> **Check your understanding**:
1. Which mutations does the Covid article name for the Lambda variant?
2. According to the Covid article, why might PHE's latest Delta variant counts be too low?

> **Supplied text**:
☆ ☆ ☆ ☆

Covid infection rates have risen steeply in Scotland, ONS data reveals

Covid infection levels have risen steeply in Scotland and experts say the next few weeks will be crucial in monitoring the impact of the Delta variant across the UK.

According to the latest data from the Office for National Statistics (ONS) based on swabs collected from randomly selected households, an estimated one in 220 people in Scotland are thought to have had Covid last week – an increase from about one in 600 people in the week ending 12 June.

In England an estimated one in 440 people are thought to have had Covid in the week ending 19 June, up from about one in 520 people the week before.

The ONS data suggests infection levels have risen in the north-west and the north-east of England, and there are early signs of a rise in the east of England and the south-west.

Sarah Crofts, the head of analytical outputs for the Covid-19 Infection Survey, said the data showed increases in infections across Britain, most likely as a result of the Delta variant.

“Although the figures are still low compared to earlier in the year, the next few weeks will be crucial in monitoring the impact of the Delta variant on infection levels and the approaching end of restrictions,” she said.

According to daily government figures, seven-day case rates for Cornwall and the Isles of Scilly increased from 4.9 per 100,000 people on 3 June to 150.1 per 100,000 people on 19 June.

The latest estimate for the R number in England – the average number of people an infected person goes on to infect – is between 1.2 and 1.4, and the number of new infections is growing by between 3% and 5% a day. In the south-west, infections are growing between 6% and 11% a day. Owing to time lags in the data, these figures reflect the situation two to three weeks ago.

While Downing Street has denied that the recent G7 summit in Cornwall is to blame for the recent rise in cases, others have said the arrival of people linked to the event, as well as half-term visitors, could be among the factors at play.

Figures from Public Health England (PHE) show that to date in the UK there have been 111,157 confirmed and probable cases of the Delta variant, a rise of 35,204 – or 46% – since last week, with the variant now accounting for almost all new Covid cases. PHE said the latest variant counts could be an underestimate, as 12,000 samples had not been included due to a potential cross-contamination problem.

PHE said another variant, first documented in Peru and known as Lambda, had been designated as a variant under investigation (VUI). It is already classed as a variant of interest by the World Health Organization. So far, six cases have been found in the UK – four in London, one in the south-west and one in the West Midlands, and PHE said all were linked to overseas travel.

The variant has sparked interest due to its international spread and the presence of several potentially worrying mutations including L452Q, F490S and D614G, the latter of which is also present in the Delta variant, among others.

☆ ☆ ☆ ☆

Stored data entries:

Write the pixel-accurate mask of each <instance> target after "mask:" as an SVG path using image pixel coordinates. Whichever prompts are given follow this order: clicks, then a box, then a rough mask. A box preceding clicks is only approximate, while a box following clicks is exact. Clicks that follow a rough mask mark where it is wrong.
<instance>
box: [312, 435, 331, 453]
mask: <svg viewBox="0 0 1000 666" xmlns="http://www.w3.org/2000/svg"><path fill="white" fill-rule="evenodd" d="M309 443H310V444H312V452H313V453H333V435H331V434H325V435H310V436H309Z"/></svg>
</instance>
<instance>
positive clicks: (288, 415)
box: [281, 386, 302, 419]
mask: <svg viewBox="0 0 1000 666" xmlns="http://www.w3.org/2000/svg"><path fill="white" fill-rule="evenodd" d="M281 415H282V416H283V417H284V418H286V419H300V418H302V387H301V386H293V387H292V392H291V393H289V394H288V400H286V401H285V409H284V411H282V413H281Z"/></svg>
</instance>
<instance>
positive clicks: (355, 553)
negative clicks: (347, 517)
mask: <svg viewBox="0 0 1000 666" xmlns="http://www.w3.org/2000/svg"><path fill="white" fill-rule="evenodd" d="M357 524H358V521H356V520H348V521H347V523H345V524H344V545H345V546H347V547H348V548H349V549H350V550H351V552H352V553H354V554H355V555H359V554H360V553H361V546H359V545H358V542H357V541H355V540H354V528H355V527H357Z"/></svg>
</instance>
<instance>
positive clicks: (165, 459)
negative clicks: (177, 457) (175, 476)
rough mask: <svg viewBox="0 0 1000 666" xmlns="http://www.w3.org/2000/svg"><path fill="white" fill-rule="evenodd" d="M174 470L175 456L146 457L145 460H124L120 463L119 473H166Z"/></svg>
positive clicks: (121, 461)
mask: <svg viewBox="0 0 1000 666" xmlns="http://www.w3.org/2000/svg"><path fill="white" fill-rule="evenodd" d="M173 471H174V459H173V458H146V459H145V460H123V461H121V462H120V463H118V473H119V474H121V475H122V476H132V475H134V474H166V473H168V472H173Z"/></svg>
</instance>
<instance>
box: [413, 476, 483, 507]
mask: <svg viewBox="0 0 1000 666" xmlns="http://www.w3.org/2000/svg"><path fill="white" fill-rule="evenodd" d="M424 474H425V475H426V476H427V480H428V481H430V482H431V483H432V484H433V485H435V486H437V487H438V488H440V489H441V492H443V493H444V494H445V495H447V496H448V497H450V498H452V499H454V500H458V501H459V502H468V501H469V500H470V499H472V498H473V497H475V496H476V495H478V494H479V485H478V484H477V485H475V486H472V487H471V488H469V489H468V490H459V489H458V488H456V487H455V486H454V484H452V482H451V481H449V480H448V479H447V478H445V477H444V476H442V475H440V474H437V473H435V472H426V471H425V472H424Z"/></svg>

☆ ☆ ☆ ☆

> **List of solutions**:
1. L452Q, F490S and D614G

2. PHE said 12,000 samples had not been included because of a potential cross-contamination problem.